— start of Extracted records —

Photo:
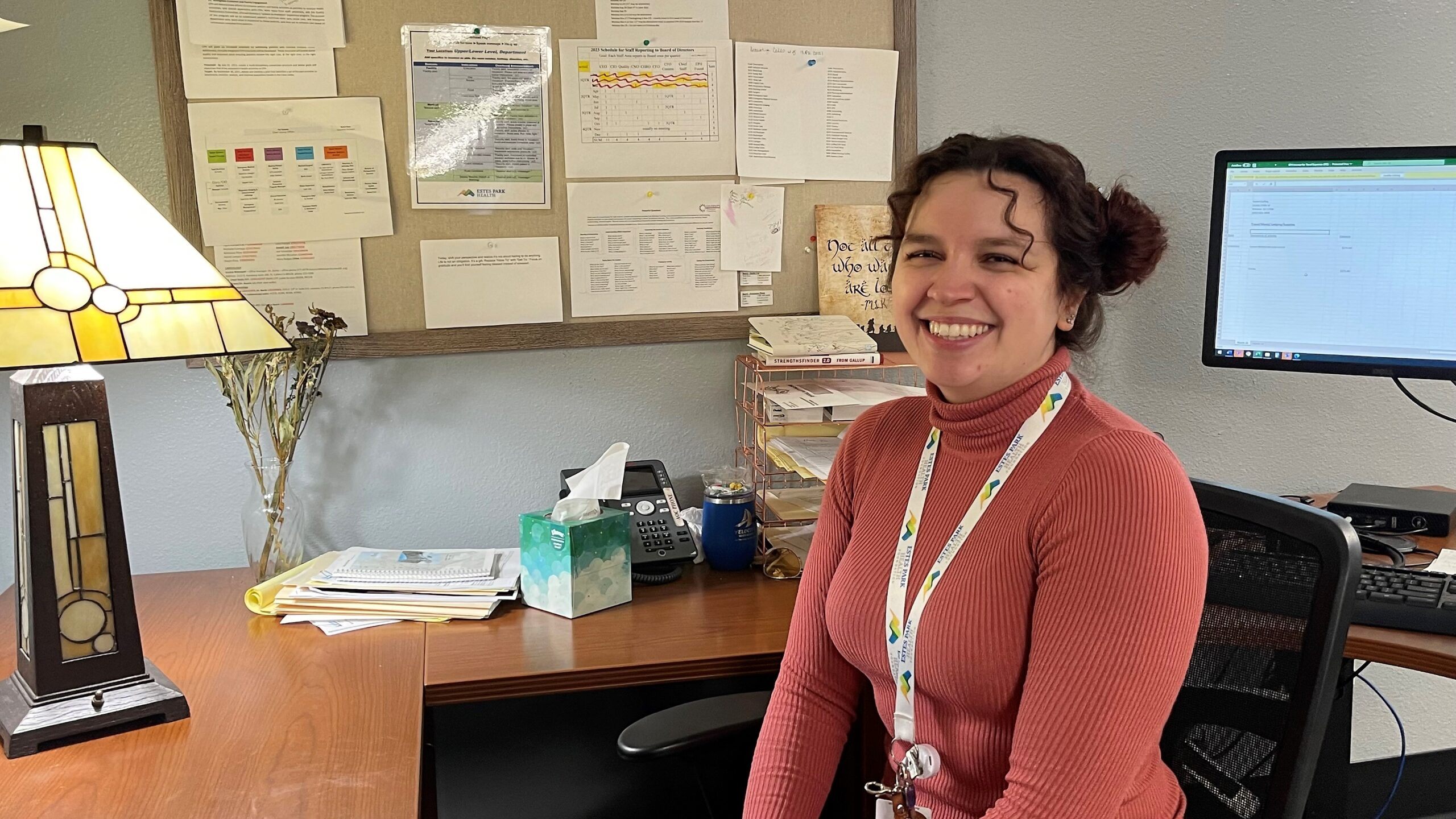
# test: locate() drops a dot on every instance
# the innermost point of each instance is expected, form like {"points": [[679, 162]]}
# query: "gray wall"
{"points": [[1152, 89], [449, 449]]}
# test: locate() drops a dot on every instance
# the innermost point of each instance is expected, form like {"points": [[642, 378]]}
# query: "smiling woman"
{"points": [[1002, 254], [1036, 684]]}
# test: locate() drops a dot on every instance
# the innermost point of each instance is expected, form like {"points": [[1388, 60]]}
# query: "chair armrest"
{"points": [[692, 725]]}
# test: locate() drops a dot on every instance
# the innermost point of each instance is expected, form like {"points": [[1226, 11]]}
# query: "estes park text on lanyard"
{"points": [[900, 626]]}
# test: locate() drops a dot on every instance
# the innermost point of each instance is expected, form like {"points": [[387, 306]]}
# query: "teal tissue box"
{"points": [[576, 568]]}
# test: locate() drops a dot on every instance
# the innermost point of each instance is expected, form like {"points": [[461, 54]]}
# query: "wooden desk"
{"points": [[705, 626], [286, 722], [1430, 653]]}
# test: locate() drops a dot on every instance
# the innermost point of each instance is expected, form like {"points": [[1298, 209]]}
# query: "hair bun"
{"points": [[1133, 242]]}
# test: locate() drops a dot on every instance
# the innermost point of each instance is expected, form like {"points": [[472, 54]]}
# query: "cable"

— end of Extracted records —

### [Task to complete]
Output the data above without changes, apart from leaving out the pictures.

### [Response below]
Photo:
# test: locate() drops a dot on every instance
# the innermost point of each instance is expected, form like {"points": [[679, 162]]}
# query: "gray wall"
{"points": [[1152, 89], [449, 449]]}
# test: locate() drops a dot on every instance
# the innermost point of each instance is expected, form like {"points": [[642, 378]]}
# query: "smiling woman"
{"points": [[1002, 254], [1036, 684]]}
# test: locate() drops a dot on every instance
# the innermost point of each instance is expected, form like {"points": [[1388, 60]]}
# query: "chair armrest"
{"points": [[692, 725]]}
# test: locate() drops a dot on every instance
# the innermost point of each instance is expected, form like {"points": [[1226, 11]]}
# query: "estes park text on lanyard"
{"points": [[900, 626]]}
# test: locate() drops a dot on every instance
# the innermost point of each instance is expected, form like {"points": [[387, 306]]}
# query: "teal tissue box"
{"points": [[576, 568]]}
# test: locate() drops a dot on every instance
# the innermost point of each instance is expected, form like {"points": [[461, 54]]}
# query: "wooden desk"
{"points": [[705, 626], [286, 722], [1430, 653]]}
# test: locate() drops a dot on every instance
# the innermost point of each instance is expected, form like {"points": [[1298, 209]]}
# query: "hair bun"
{"points": [[1133, 242]]}
# test: locate() drops a dot on every instance
# the innermost point of each instance is expected, form like {"points": [[472, 54]]}
# query: "cable"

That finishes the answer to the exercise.